▶ **Prompt**
Please render the items below as a JSON list of strings, one string per line and no blank lines, starting at the beginning of the items and going on through the line that contains "[(292, 97)]". Leave the pictures out of the answer.

▶ **Material**
+---+

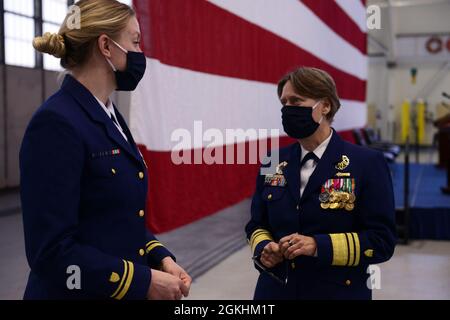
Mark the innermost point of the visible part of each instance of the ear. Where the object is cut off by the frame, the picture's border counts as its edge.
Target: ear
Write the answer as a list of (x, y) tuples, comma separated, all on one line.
[(103, 46), (326, 107)]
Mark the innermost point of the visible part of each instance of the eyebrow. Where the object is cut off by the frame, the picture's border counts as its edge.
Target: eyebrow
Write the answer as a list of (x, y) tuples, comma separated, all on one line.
[(292, 97)]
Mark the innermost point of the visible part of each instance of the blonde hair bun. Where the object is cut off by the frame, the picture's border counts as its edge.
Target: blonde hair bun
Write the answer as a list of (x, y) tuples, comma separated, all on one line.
[(51, 43)]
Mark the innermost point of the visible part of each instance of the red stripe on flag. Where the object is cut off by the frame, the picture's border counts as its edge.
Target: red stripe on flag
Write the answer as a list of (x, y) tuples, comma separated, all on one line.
[(200, 36), (336, 18), (181, 194)]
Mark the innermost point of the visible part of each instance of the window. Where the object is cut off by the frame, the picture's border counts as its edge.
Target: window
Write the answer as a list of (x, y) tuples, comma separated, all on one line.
[(53, 14), (21, 20), (19, 32)]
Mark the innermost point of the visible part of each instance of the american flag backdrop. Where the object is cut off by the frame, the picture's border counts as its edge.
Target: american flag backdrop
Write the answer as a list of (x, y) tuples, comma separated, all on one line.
[(218, 62)]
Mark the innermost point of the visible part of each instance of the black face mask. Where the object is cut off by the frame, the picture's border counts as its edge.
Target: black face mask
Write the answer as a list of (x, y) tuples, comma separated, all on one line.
[(129, 79), (298, 122)]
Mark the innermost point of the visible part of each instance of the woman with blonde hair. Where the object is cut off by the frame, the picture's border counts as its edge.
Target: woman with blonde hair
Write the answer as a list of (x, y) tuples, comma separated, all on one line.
[(83, 180)]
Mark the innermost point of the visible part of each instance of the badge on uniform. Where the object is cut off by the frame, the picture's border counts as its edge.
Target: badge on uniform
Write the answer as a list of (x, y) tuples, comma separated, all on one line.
[(343, 163), (113, 152), (277, 179), (338, 194)]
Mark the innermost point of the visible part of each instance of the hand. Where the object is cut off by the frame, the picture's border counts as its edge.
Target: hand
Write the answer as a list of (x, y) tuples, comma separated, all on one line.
[(165, 286), (296, 245), (271, 255), (171, 267)]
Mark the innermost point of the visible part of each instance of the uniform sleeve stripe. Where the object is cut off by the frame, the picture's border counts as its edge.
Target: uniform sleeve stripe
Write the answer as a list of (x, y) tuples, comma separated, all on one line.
[(357, 248), (151, 242), (351, 243), (259, 235), (124, 291), (153, 246), (340, 249), (124, 275)]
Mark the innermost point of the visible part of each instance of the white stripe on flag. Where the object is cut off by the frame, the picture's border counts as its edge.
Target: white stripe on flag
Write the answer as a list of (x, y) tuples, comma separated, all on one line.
[(293, 21), (169, 98), (356, 11)]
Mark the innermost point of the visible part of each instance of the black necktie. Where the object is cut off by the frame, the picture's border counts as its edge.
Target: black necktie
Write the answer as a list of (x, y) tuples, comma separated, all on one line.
[(113, 118), (309, 156)]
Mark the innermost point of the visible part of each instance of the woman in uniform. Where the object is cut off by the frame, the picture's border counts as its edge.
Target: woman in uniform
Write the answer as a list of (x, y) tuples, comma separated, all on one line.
[(83, 180), (327, 212)]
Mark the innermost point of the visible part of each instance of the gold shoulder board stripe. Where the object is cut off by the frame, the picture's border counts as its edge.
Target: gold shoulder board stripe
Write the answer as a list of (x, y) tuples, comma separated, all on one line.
[(125, 281)]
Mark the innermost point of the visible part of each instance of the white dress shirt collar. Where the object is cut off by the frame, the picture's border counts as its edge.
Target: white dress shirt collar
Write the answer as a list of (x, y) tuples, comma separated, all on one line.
[(320, 150)]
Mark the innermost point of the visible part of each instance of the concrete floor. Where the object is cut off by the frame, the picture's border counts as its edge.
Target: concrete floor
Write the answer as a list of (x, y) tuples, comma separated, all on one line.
[(420, 270)]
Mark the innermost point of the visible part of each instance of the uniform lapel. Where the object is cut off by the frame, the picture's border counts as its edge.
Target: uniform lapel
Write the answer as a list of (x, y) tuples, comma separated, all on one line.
[(326, 166), (293, 171), (90, 105), (127, 131)]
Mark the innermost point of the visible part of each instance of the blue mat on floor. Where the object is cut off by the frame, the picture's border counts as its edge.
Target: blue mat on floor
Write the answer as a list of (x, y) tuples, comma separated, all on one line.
[(429, 207)]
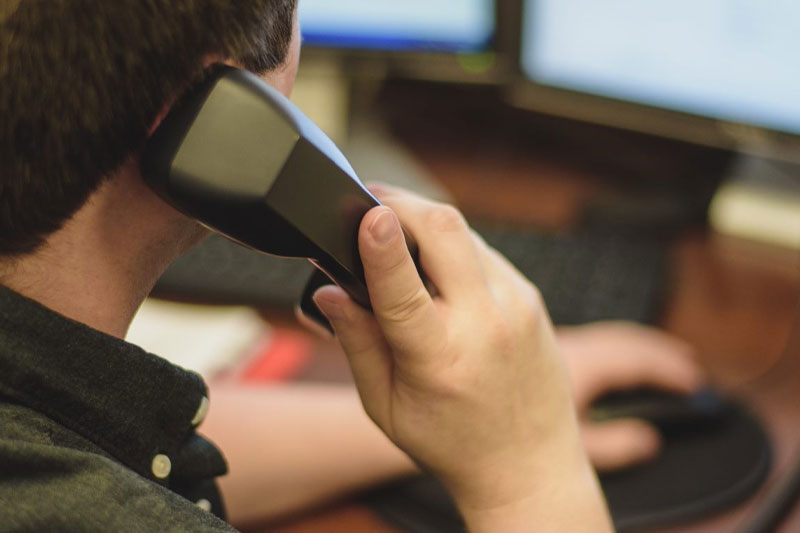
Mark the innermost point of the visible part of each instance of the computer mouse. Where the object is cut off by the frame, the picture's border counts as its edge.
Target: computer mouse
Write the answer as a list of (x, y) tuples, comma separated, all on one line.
[(661, 407)]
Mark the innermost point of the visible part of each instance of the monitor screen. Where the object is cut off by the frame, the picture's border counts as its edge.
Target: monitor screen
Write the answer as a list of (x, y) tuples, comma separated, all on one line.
[(407, 25), (729, 60)]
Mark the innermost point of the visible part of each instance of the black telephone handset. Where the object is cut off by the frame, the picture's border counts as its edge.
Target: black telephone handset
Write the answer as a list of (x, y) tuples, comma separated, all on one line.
[(239, 157)]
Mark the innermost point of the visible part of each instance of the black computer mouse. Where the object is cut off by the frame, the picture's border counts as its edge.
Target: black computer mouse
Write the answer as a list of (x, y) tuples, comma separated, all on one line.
[(661, 407)]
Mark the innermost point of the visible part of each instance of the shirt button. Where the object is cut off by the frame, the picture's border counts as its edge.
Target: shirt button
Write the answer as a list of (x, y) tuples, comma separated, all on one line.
[(204, 504), (161, 466), (202, 411)]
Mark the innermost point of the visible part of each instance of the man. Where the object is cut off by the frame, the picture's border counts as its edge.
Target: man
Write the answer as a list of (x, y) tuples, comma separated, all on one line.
[(98, 435)]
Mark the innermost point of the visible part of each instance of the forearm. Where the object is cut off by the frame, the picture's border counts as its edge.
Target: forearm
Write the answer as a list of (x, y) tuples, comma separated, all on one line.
[(295, 446)]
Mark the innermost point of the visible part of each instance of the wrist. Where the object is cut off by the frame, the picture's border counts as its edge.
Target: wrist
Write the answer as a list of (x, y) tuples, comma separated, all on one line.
[(555, 491)]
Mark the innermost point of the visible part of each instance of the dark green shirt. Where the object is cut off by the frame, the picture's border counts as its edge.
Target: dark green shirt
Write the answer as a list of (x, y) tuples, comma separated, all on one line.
[(96, 434)]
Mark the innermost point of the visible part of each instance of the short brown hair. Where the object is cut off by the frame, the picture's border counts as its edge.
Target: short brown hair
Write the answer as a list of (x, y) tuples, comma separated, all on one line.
[(82, 81)]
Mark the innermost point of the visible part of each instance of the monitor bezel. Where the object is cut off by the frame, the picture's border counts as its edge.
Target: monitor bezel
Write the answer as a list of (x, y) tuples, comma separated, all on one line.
[(526, 93)]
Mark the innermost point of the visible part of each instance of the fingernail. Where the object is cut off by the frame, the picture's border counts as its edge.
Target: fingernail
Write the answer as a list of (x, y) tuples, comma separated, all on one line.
[(330, 307), (384, 227)]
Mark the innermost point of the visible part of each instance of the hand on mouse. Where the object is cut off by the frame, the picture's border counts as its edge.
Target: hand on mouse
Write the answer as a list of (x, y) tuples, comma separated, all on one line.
[(610, 356), (469, 382)]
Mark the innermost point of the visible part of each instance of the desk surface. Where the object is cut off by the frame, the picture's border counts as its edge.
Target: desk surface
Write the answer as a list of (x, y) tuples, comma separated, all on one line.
[(735, 300)]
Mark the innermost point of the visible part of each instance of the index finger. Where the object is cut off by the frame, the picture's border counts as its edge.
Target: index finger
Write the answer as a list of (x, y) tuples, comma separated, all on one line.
[(403, 307)]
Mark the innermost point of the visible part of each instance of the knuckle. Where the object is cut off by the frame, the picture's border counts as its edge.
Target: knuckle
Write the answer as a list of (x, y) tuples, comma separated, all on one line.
[(445, 218), (405, 308)]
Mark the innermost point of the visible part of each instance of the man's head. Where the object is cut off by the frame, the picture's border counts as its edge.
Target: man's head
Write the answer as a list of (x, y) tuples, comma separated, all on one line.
[(83, 81)]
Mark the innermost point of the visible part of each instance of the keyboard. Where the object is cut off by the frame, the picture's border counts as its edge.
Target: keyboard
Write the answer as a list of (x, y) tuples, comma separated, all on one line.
[(583, 277)]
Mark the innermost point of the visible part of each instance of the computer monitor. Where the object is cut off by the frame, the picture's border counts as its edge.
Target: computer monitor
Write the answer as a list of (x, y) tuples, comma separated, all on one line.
[(409, 25), (716, 72), (440, 40)]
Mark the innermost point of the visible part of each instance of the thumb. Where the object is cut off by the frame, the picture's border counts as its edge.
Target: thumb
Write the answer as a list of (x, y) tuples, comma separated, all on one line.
[(620, 443)]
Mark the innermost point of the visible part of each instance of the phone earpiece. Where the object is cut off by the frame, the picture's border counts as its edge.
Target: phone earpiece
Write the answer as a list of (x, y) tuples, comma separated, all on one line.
[(239, 157)]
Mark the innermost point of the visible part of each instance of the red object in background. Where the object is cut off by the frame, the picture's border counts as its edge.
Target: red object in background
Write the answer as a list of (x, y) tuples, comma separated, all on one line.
[(282, 356)]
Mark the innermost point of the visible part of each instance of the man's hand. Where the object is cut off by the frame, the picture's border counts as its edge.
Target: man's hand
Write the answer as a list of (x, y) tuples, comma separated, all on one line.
[(606, 357), (470, 382)]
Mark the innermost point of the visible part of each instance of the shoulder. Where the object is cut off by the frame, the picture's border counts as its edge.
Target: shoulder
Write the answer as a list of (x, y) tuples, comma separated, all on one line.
[(52, 480)]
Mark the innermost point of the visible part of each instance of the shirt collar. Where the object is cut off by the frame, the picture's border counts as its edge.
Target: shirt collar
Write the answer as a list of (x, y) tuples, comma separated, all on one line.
[(134, 405)]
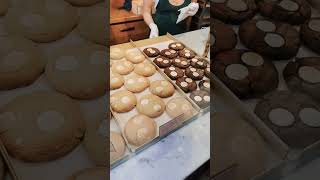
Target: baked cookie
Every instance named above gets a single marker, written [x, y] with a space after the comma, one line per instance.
[246, 73]
[186, 84]
[162, 88]
[145, 69]
[21, 62]
[194, 73]
[123, 101]
[79, 72]
[43, 22]
[136, 84]
[150, 105]
[233, 11]
[134, 56]
[98, 173]
[222, 37]
[92, 24]
[116, 53]
[181, 62]
[201, 98]
[204, 85]
[293, 116]
[303, 75]
[310, 34]
[174, 72]
[289, 11]
[187, 53]
[179, 105]
[116, 81]
[169, 53]
[122, 67]
[140, 129]
[274, 39]
[176, 46]
[151, 52]
[34, 125]
[162, 62]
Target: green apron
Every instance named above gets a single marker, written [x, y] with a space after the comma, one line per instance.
[166, 17]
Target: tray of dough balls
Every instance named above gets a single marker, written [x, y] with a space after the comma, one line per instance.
[145, 105]
[243, 146]
[273, 66]
[184, 67]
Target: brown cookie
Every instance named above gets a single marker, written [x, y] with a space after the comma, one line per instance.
[151, 51]
[174, 72]
[162, 62]
[233, 11]
[169, 53]
[186, 84]
[246, 73]
[290, 11]
[273, 39]
[181, 62]
[194, 73]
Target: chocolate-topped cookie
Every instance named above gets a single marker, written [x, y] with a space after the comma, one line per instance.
[174, 72]
[169, 53]
[290, 11]
[181, 62]
[186, 84]
[199, 63]
[233, 11]
[151, 51]
[201, 98]
[162, 62]
[204, 85]
[194, 73]
[269, 38]
[176, 46]
[187, 53]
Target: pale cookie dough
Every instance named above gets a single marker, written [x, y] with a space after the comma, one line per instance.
[41, 126]
[162, 88]
[21, 62]
[78, 71]
[92, 25]
[151, 105]
[136, 83]
[140, 129]
[123, 101]
[122, 67]
[134, 56]
[116, 81]
[145, 69]
[48, 21]
[98, 173]
[177, 106]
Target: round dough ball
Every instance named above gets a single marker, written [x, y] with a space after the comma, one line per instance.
[179, 105]
[42, 20]
[122, 67]
[99, 173]
[162, 88]
[123, 101]
[136, 83]
[140, 129]
[151, 105]
[41, 126]
[134, 56]
[78, 71]
[145, 69]
[21, 62]
[116, 81]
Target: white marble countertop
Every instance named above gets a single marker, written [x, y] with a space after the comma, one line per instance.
[179, 154]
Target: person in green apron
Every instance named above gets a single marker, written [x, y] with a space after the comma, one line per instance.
[167, 13]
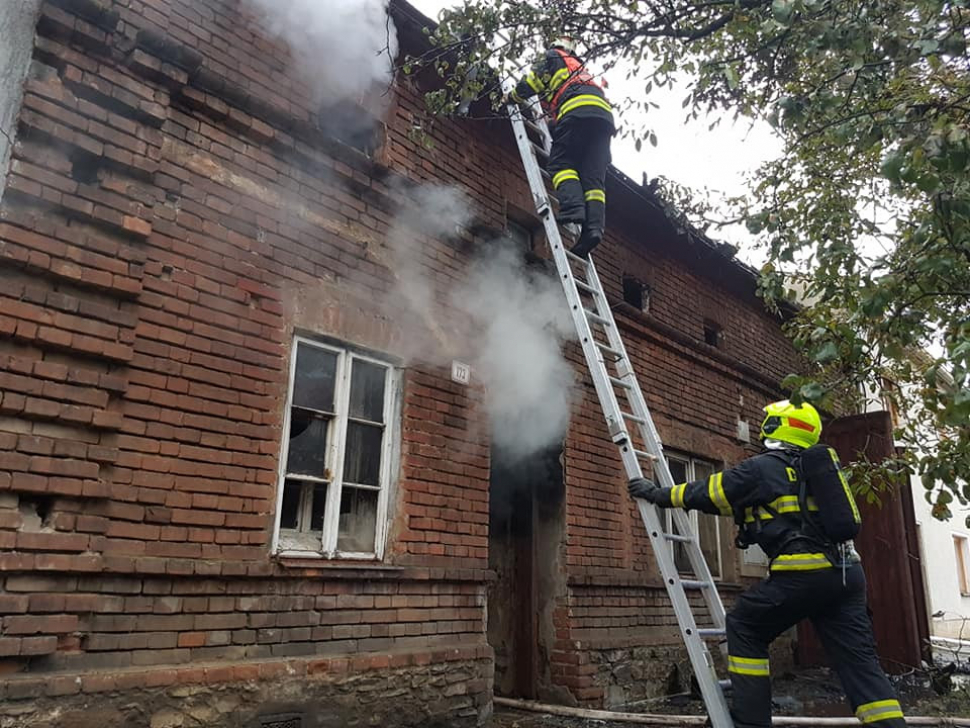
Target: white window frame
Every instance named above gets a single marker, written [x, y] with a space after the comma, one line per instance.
[336, 446]
[962, 561]
[693, 516]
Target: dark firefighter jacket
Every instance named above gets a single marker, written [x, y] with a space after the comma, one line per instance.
[762, 494]
[565, 88]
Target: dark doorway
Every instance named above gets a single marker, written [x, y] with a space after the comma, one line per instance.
[525, 530]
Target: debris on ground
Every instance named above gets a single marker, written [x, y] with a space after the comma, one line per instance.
[813, 692]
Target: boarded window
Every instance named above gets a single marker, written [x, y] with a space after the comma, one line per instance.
[336, 475]
[684, 469]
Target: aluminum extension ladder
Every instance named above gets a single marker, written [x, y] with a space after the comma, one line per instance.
[603, 349]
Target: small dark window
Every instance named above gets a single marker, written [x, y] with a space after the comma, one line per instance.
[352, 125]
[712, 333]
[636, 293]
[520, 235]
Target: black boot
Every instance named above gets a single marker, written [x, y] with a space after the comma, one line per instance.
[572, 207]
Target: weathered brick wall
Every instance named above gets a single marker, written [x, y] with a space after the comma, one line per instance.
[615, 621]
[172, 216]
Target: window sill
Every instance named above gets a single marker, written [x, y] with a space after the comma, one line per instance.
[310, 566]
[295, 560]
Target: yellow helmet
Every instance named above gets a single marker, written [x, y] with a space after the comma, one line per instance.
[797, 425]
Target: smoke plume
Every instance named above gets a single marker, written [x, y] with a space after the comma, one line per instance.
[345, 49]
[507, 320]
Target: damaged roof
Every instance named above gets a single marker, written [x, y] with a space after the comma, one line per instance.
[411, 23]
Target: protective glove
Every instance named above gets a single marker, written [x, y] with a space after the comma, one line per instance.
[649, 491]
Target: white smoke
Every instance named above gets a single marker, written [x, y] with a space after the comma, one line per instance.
[507, 320]
[521, 321]
[345, 49]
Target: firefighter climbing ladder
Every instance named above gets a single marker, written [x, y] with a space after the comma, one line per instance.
[603, 349]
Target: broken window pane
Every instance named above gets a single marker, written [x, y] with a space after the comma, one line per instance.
[319, 506]
[290, 510]
[314, 379]
[358, 520]
[307, 453]
[710, 542]
[362, 458]
[367, 391]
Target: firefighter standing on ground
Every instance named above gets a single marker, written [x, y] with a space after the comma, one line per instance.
[583, 127]
[810, 576]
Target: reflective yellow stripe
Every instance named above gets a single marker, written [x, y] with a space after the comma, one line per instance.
[845, 486]
[565, 175]
[558, 78]
[715, 491]
[756, 666]
[879, 710]
[535, 83]
[800, 562]
[784, 504]
[584, 100]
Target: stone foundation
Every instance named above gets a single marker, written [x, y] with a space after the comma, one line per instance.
[451, 689]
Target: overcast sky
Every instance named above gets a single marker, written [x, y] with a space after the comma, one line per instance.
[686, 152]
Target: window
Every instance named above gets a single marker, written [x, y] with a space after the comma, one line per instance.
[712, 333]
[707, 526]
[353, 125]
[636, 293]
[520, 235]
[336, 458]
[960, 547]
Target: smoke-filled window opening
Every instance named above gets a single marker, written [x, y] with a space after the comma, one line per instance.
[521, 234]
[684, 469]
[352, 125]
[336, 455]
[713, 333]
[526, 530]
[636, 293]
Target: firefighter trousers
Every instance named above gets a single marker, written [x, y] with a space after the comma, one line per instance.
[835, 602]
[578, 162]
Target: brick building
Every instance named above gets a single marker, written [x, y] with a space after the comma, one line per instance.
[194, 332]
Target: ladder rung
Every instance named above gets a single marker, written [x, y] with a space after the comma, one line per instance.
[609, 350]
[677, 538]
[597, 318]
[576, 259]
[532, 126]
[694, 584]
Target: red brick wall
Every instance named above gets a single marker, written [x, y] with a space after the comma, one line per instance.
[172, 216]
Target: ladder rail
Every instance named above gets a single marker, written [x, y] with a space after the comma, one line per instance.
[617, 425]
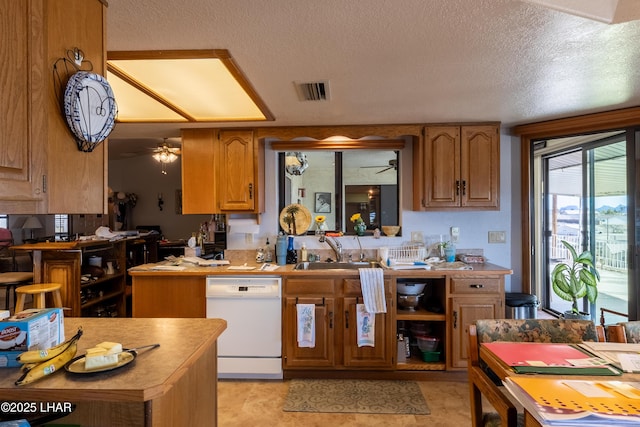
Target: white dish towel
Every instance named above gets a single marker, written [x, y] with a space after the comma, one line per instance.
[372, 283]
[366, 327]
[306, 325]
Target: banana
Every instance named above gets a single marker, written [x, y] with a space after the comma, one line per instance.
[38, 356]
[50, 366]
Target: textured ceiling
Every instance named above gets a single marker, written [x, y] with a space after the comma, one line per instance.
[390, 61]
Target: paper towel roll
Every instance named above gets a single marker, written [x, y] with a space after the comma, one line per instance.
[243, 225]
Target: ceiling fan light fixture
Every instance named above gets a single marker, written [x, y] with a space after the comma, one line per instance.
[295, 162]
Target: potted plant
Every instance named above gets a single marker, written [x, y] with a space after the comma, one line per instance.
[576, 279]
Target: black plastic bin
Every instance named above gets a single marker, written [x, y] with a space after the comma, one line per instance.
[520, 305]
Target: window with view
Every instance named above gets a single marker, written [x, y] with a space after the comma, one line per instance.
[583, 190]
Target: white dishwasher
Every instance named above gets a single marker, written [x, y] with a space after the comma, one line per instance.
[251, 346]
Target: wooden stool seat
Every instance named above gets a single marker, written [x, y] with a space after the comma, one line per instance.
[11, 280]
[39, 292]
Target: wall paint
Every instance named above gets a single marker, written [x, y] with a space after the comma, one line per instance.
[141, 175]
[474, 226]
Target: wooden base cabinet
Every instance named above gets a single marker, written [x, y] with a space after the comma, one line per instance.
[470, 299]
[336, 344]
[322, 355]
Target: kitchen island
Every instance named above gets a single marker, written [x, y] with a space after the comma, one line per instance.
[174, 384]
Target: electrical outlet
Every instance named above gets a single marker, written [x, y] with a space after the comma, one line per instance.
[455, 234]
[497, 237]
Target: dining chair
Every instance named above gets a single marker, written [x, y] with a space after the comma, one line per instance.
[483, 384]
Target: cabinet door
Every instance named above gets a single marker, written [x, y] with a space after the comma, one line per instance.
[379, 356]
[236, 171]
[323, 354]
[198, 171]
[464, 311]
[441, 167]
[480, 167]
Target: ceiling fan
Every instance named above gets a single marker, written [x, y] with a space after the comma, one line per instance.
[393, 164]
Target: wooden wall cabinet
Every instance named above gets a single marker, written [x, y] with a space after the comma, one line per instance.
[336, 345]
[458, 167]
[222, 171]
[41, 168]
[470, 298]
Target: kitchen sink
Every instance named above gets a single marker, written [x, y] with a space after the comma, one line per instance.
[334, 265]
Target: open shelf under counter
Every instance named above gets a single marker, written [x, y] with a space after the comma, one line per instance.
[419, 314]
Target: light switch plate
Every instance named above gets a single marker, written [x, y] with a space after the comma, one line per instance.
[497, 237]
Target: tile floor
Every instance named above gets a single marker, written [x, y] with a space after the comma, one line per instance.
[259, 403]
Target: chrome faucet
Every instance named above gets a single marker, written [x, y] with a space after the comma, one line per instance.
[334, 244]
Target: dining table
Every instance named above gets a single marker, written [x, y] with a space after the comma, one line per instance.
[504, 370]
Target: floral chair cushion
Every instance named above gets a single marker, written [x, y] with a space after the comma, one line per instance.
[536, 330]
[632, 331]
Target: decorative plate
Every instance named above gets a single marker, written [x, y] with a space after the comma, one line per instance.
[76, 365]
[302, 219]
[90, 108]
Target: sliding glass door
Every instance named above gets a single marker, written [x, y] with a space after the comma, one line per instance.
[583, 200]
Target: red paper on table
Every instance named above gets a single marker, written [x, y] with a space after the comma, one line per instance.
[523, 353]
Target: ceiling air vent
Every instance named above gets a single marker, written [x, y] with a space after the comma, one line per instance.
[313, 91]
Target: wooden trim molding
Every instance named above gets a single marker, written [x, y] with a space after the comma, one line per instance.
[529, 133]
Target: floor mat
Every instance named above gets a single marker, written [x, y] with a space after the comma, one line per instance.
[359, 396]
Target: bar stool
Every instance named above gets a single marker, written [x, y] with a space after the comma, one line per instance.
[39, 292]
[13, 279]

+---+

▶ **Written response**
[
  "Mark the innermost point of the visible part of each instance of the ear. Where the object is cut off by the frame, the picture's border counts as its edge.",
  "Target: ear",
  "Write the answer as a list of (x, y) tuples, comma separated, all on one line.",
  "[(103, 46), (326, 107)]",
  "Mark the innermost point of the visible part of each instance of the eyebrow. Where the object is cut off by the frame, the picture's border counts as its edge.",
  "Target: eyebrow",
  "Write the answer as a list of (x, y) tuples, comma separated, all on one line.",
  "[(292, 97)]"
]